__Texte présenté__.
___

Comme toutes les gauches du monde, la notre est comptable de cet espoir de justice. Mais elle ne parvient pas à le porter dans la durée. Elle n’a jamais gagné deux élections générales consécutives, comme si elle était vouée à décevoir. Les classes populaires se détournent d’elle, comme si elle était un luxe pour ceux qui ont le temps du rêve. Pourtant, la France a besoin d’une gauche qui ait l’envie de gagner, et la capacité, une fois au pouvoir, de changer la vie.

UNE POLITIQUE PLUS VRAIE

Poursuivre à toute force l’idéal de justice sociale ne signifie nullement qu’il faille refuser le réel, se mentir à soi-même et camper sur des postures qui menacent de devenir des impostures.

Par exemple, il ne suffit pas de dire que l’on accepte le marché – comment d’ailleurs pourrait-on faire autrement ? – si on le fait de manière résignée, honteuse et du même coup inefficace. La gauche doit dire clairement que l’économie de marché est une bonne chose même si les valeurs marchandes ne doivent pas tout envahir. Elle doit en comprendre la dynamique positive, celle qui permet de créer des richesses collectives et individuelles et de servir finalement la justice sociale. Il n’y a pas de contradiction entre l’économie de marché et les exigences de la redistribution. La justice sociale, c’est d’abord le refus des castes protégées et de la société des héritiers. Et c’est cela que permet la dynamique du marché, parce que, bien régulé, il est le moyen de remettre en cause les situations acquises, les privilèges et les rentes. La gauche moderne veut mettre de la redistribution partout où il y a du marché, et du marché régulé partout où il y a des rentes.

De même, il faut cesser de voir dans l’entreprise un ennemi. La gauche doit être favorable aux entrepreneurs. Elle doit reconnaître l’entreprise comme source de richesses et aussi d’intégration sociale. Le goût du risque est facteur d’innovation et de croissance. Il faut le laisser se déployer pleinement pour créer la dynamique économique dont toute la société a besoin.

___

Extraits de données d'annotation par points
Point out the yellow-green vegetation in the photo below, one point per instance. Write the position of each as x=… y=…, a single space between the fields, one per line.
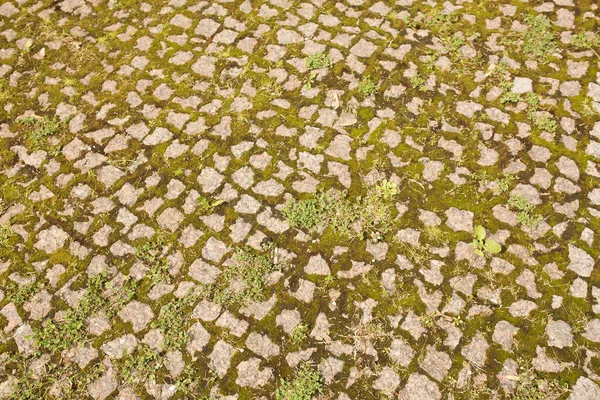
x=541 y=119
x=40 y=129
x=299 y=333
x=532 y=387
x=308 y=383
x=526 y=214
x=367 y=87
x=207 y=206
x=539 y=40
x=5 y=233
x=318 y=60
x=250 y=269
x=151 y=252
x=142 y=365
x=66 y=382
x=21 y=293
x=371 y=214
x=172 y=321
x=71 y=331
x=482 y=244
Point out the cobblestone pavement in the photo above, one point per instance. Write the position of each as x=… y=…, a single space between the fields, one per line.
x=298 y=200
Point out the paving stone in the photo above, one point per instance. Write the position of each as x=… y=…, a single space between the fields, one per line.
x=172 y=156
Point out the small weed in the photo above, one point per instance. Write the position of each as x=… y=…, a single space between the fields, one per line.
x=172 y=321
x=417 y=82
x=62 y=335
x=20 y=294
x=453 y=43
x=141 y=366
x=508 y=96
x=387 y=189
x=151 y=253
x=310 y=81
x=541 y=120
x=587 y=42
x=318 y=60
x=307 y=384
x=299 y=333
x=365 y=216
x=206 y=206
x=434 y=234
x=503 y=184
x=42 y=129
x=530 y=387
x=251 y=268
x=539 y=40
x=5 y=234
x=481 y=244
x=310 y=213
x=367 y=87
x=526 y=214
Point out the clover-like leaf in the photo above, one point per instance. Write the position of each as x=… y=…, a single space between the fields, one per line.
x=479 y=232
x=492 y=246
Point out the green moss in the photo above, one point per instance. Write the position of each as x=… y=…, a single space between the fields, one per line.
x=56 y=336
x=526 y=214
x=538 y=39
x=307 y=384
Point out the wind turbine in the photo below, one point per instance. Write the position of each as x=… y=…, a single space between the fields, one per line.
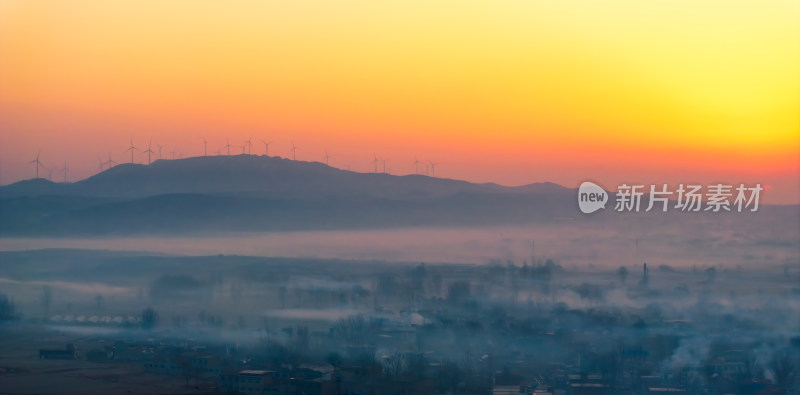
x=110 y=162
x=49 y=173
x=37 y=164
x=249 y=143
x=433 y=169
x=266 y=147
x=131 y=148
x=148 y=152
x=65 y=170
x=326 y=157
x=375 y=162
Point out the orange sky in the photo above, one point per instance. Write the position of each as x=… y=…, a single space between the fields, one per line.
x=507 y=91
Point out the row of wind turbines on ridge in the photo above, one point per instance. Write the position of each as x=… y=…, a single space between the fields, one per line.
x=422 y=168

___

__Tâches et exercices__.
1 – Répondez à ces questions sur le texte consacré à la gauche :
(a) La gauche a-t-elle déjà gagné deux élections générales consécutives ?
(b) Qu'est-ce que la justice sociale, d'abord ?
(c) De quoi le goût du risque est-il facteur ?
2 – Recopiez mot pour mot le passage du texte consacré à la gauche qui va de « Poursuivre à toute » jusqu'à « devenir des impostures. » inclus.
3 – Selon le texte consacré à la gauche, que permet de remettre en cause le marché bien régulé ? Citez tout ce qui est mentionné.
Ce matériel n'est d'aucune utilité pour répondre.

__Réponses par ordre__.
1 –
(a) Non, elle n'en a jamais gagné deux consécutives.
(b) Le refus des castes protégées et de la société des héritiers.
(c) D'innovation et de croissance.

2 –
Poursuivre à toute force l’idéal de justice sociale ne signifie nullement qu’il faille refuser le réel, se mentir à soi-même et camper sur des postures qui menacent de devenir des impostures.

3 – Les situations acquises, les privilèges et les rentes.